Your goal: Whatever appears in the records apart from pictures must be reproduced exactly.
Segment Start: Dataset records
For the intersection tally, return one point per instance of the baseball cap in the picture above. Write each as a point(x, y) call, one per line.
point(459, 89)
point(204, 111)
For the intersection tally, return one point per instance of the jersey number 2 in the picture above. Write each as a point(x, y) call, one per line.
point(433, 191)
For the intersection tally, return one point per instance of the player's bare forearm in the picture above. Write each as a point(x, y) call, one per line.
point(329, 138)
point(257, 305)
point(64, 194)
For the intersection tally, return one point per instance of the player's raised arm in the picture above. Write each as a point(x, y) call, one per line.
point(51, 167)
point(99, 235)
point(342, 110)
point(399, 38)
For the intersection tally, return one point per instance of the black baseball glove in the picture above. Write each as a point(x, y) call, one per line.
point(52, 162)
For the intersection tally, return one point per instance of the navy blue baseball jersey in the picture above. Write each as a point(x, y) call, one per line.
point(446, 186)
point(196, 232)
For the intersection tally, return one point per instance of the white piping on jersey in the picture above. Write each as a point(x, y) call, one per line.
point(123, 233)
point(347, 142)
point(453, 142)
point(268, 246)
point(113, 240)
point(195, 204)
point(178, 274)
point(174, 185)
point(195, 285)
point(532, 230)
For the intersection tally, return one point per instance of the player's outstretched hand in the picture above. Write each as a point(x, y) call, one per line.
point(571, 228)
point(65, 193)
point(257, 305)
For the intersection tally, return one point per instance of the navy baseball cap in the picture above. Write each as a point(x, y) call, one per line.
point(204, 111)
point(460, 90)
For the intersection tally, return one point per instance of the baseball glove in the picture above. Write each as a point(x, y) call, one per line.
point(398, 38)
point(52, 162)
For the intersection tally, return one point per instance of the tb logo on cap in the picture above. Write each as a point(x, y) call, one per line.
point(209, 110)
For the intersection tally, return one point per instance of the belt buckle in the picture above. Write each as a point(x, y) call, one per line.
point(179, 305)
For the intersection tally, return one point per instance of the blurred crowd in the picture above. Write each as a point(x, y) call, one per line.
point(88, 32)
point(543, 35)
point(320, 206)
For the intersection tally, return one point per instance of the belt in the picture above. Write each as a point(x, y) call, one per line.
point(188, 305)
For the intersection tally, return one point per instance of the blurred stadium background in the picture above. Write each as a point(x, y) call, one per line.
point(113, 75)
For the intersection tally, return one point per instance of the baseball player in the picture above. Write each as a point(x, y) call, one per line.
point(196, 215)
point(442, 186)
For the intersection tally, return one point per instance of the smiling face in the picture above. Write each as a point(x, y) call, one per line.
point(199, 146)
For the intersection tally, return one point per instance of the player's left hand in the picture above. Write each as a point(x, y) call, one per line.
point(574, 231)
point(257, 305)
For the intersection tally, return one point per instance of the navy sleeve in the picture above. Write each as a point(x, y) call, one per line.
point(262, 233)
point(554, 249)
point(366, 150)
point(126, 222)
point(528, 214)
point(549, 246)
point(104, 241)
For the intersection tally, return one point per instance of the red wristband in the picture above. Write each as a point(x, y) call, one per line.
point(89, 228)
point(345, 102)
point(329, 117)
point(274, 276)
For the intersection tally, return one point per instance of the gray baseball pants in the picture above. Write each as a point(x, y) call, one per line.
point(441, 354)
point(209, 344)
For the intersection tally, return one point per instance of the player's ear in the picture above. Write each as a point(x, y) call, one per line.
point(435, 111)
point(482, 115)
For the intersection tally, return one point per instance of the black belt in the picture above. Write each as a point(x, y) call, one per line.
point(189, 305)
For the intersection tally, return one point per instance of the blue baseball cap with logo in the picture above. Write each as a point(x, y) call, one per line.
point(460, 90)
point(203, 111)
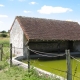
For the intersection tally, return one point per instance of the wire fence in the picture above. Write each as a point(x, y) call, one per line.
point(45, 54)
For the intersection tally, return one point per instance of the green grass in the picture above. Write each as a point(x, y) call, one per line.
point(57, 66)
point(4, 41)
point(16, 72)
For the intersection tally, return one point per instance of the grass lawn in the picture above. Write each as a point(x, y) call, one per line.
point(15, 72)
point(57, 66)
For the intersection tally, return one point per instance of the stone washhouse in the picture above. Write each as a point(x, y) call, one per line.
point(44, 35)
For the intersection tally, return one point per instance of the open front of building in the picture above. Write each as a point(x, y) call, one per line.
point(44, 35)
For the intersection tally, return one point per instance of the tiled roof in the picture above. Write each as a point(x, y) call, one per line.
point(47, 29)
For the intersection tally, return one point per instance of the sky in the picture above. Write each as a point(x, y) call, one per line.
point(68, 10)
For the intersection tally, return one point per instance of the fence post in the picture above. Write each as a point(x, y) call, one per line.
point(28, 59)
point(11, 55)
point(69, 69)
point(1, 53)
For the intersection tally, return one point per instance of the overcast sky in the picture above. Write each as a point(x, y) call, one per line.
point(52, 9)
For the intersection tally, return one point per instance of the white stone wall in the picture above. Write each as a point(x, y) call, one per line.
point(16, 38)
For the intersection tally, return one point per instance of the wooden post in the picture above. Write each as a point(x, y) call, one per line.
point(1, 53)
point(10, 55)
point(69, 69)
point(28, 59)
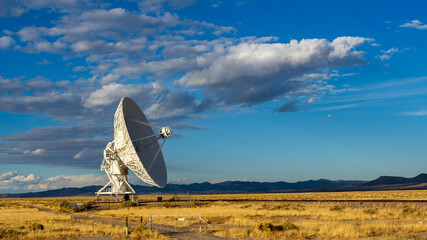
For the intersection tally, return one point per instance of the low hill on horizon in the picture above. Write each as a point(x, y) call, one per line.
point(320, 185)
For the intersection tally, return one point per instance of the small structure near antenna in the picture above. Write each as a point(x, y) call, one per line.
point(135, 147)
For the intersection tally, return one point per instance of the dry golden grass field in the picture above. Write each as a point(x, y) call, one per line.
point(342, 215)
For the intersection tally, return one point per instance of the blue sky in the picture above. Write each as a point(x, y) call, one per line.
point(255, 90)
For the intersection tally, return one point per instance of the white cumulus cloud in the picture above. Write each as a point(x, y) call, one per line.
point(417, 24)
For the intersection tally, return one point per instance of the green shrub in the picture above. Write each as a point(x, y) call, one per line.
point(75, 207)
point(36, 226)
point(336, 208)
point(269, 227)
point(371, 211)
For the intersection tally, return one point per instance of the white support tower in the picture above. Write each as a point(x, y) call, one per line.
point(117, 173)
point(136, 148)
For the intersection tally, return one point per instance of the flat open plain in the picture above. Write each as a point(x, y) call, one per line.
point(335, 215)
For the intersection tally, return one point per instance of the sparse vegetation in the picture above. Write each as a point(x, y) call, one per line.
point(281, 216)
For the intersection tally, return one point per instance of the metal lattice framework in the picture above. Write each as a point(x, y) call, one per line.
point(126, 153)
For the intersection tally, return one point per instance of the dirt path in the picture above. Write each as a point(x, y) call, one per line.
point(181, 233)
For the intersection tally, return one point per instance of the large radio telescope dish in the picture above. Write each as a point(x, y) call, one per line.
point(135, 147)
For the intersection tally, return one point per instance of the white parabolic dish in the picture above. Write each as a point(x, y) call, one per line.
point(139, 156)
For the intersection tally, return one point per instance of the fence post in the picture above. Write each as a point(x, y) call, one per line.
point(127, 229)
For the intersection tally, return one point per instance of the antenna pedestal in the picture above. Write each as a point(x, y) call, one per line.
point(117, 174)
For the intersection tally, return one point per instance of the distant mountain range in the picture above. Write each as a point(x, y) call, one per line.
point(321, 185)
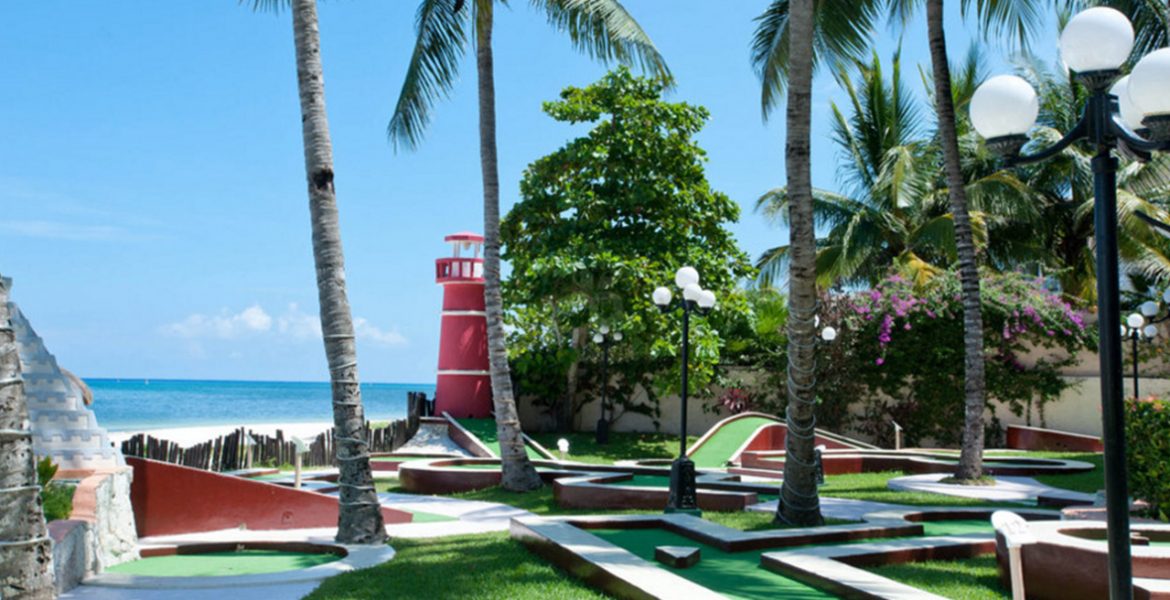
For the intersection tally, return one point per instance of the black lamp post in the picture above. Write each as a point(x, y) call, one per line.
point(683, 492)
point(1095, 45)
point(604, 338)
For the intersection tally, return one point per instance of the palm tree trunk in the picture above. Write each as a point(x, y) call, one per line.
point(359, 519)
point(518, 474)
point(26, 552)
point(970, 463)
point(799, 503)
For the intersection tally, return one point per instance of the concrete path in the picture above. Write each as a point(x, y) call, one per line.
Segment End: Dataset records
Solution below:
For the intersection tally, return one point per instance of the baseball cap in the picture above. Write each as a point(x, y) call, one per line.
point(459, 89)
point(204, 111)
For the intersection tally, return one point per instance of the jersey number 2 in the picture above. Write each as a point(x, y) call, one per line.
point(433, 191)
For the intersection tally, return one point per instance of the player's bare forearm in the picture above. Write each as a point(x, y) call, one per line.
point(329, 138)
point(257, 305)
point(64, 194)
For the intersection tally, return one point per instance of the player's raised arm in the picture above. Write each as a point(x, y) call, one per line.
point(51, 167)
point(99, 235)
point(342, 110)
point(399, 38)
For the intersection tally, return one point per instance of the black baseball glove in the picture above. Write each as a point(x, y) call, one per line.
point(52, 162)
For the intersection tally, return one point per instance of the navy blue baseball jersey in the picture above. Write each as a point(x, y) call, one per line.
point(446, 186)
point(196, 232)
For the intersection tally, return one point per instance of the white piping on jersey in the picture above. Write each as a point(x, y) call, one per line.
point(123, 233)
point(347, 142)
point(453, 142)
point(268, 246)
point(113, 240)
point(195, 204)
point(178, 274)
point(174, 185)
point(195, 285)
point(532, 230)
For the intersection tally, return one point per instance of the player's outstretched hand in the picture above. Write each as a point(x, y) call, one per line.
point(571, 228)
point(65, 193)
point(257, 305)
For the intersection tally, return one point per instance of the navy baseball cap in the picture above. Write each as a point(x, y) call, one per line.
point(204, 111)
point(460, 90)
For the intersection tally, return one point per instance of the baseball glove in the picture above. Write each as a point(x, y) call, one per line.
point(398, 38)
point(52, 162)
For the intersection tally, return one point per instance of the tb logo on cap in the picture above. Write each as a point(x, y) call, one per line.
point(209, 110)
For the intersection tally, return one point per instance of the belt buckle in the picture above. Write each as a point(x, y) call, one per line.
point(179, 305)
For the intersection tally, return one point per instance of the blurred crowd in the picture above. Write each as a point(x, y) call, one per line.
point(88, 32)
point(543, 35)
point(320, 206)
For the intersection tally, return one point per instance of the belt in the picture above. Write each as a point(x, y) call, one per line.
point(188, 305)
For the intersection tally, return one point per instance of the blurred stadium background in the picture above. Write each as a point(x, y) call, one per line.
point(113, 75)
For the intersection tally, return one point per instance of the baseball player in the picture above. Write each as a point(x, y) call, one per line.
point(196, 215)
point(442, 186)
For the intersection tally, return one point per instance of the smiling face in the picture above. Write each as a point(x, y) call, one per line.
point(199, 146)
For the intersection tally, return one point per instance of the player's left hand in the picture above. Write each as a point(x, y) call, one per line.
point(574, 231)
point(257, 305)
For the intersection tally, return one point per instance of the navy sleeve in the picture above. Write each as a point(x, y) call, one per line.
point(262, 233)
point(554, 249)
point(366, 150)
point(126, 222)
point(528, 214)
point(549, 246)
point(104, 241)
For the intersection tally, return one point per instance of the red wristband in the picture above. Write each as a point(x, y) call, one per line.
point(89, 228)
point(345, 102)
point(329, 117)
point(274, 276)
For the intersection tally, return one point per instance of the gray baseball pants in the picture above. Write each as a point(x, y) call, one per line.
point(441, 354)
point(209, 344)
For the intersection tally, return one point per instance of the player's ear in the picture above. Write each as a point(x, y) call, one per line.
point(435, 111)
point(482, 115)
For the intersection tally, return one point per instance of the black belt in the picture above. Write each as a point(x, y) call, one per line.
point(189, 305)
For the intersection tally, return one point per instance of the blue baseball cap with logo in the picture above. Write each as a point(x, y) call, one per line.
point(460, 90)
point(203, 111)
For the intersection tally, return one point per instance of the wire fence in the picture above. Write each as a point(x, y) call, one per line.
point(45, 54)
For the intersection tally, return one point per instance of the green grass in the picture above. Write each as a point(x, y) call, one per line.
point(57, 66)
point(4, 41)
point(16, 72)
For the intersection tally, return one point per instance of the grass lawn in the picture above. Write each as a point(x, y) call, one per line.
point(15, 72)
point(57, 66)
For the intersection tally, return one point per instance of the stone washhouse in the picture above. Write each as a point(x, y) call, one per line.
point(44, 35)
For the intersection tally, return one point per instance of the open front of building in the picture above. Write each as a point(x, y) call, one per line.
point(44, 35)
For the intersection tally, return one point per instance of the tiled roof in the picture above. Write each as a point(x, y) call, one per line.
point(47, 29)
For the intersection tally, return one point per instance of the sky in the picture above. Write each as a point(x, y) call, one per line.
point(68, 10)
For the intersection tally, return one point per instance of the fence post in the picture above. Write each as a point(x, y) call, one per line.
point(28, 59)
point(11, 55)
point(69, 69)
point(1, 53)
For the intersection tally, return one point per instance of the overcast sky in the picture above. Write each as a point(x, y) call, one per line.
point(52, 9)
For the intersection tally, return one point per instance of the white stone wall in the picture above. Write each as a point(x, y) call, one per line.
point(16, 38)
For the intersection tally, return one point per instance of the wooden post in the picture above. Write each as a point(x, y) call, one per line.
point(1, 53)
point(10, 55)
point(69, 69)
point(28, 59)
For the intersection tally, return one point per instance of the low hill on horizon in the picture above. Write each as a point(x, y) call, one per line.
point(320, 185)
For the intersection tally, return one point per instance of the small structure near antenna in the picture above. Write each as a point(x, y) call, one per line.
point(135, 147)
For the intersection tally, return one point per instance of the dry golden grass field in the picture above. Write each as a point(x, y) call, one per line.
point(342, 215)
For the intersection tally, return one point per instance of the blue sky in the picture above. Write each as a point(x, y) call, one per line.
point(255, 90)
For the intersection tally, return one point per instance of the white cumulus cloud in the picture above. Write each as a point(x, y) call, one per line.
point(417, 24)
For the intersection tally, return one point per instance of the green shrub in the picture above. Write each as a point(x, y) call, one per line.
point(75, 207)
point(36, 226)
point(336, 208)
point(269, 227)
point(371, 211)
For the intersection tally, return one point per instance of the white support tower in the picture above. Write each as a point(x, y) call, one per line.
point(117, 173)
point(136, 148)
For the intersection tally, return one point per instance of the flat open plain in the picture above. Write each as a point(x, y) call, one per line.
point(335, 215)
For the intersection tally, return one point per instance of the sparse vegetation in the picture above. Write each as a point(x, y) call, one per line.
point(281, 216)
For the intersection tally, return one point per instance of the metal lattice framework in the picture above. Write each as a point(x, y) call, one per line.
point(126, 153)
For the intersection tally, return one point per instance of the dirt path in the picture above. Write each as a point(x, y) call, one per line.
point(181, 233)
For the intersection tally, return one point per instance of the large radio telescope dish in the picture above. Write each as a point(x, y) call, one per line.
point(135, 147)
For the intersection tally, return one point per instance of the white parabolic dish in the picture above. Write each as a point(x, y) call, one per line.
point(139, 156)
For the intersection tally, return one point per instance of the fence post in the picture above. Write each as a point(x, y) call, one per line.
point(127, 229)
For the intersection tally, return one point per instance of the antenna pedestal in the picture above. Write each as a point(x, y) call, one per line.
point(117, 174)
For the intersection tally, return one point per instance of the distant mountain range in the picture above. Write each as a point(x, y) call, one per line.
point(321, 185)
For the intersection tally, return one point per instance of the black lamp post in the picture above. Write each as a point(x, y) call, one per line.
point(683, 492)
point(1095, 45)
point(604, 338)
For the intersection tally, return one point per instance of the palm tree trunk in the picture above. Write each as a point(x, y) call, one per line.
point(359, 519)
point(518, 474)
point(26, 552)
point(970, 463)
point(799, 503)
For the intersection tally, return one point per instance of the concrete path in the picture above. Write each as a point(x, y) call, one per line.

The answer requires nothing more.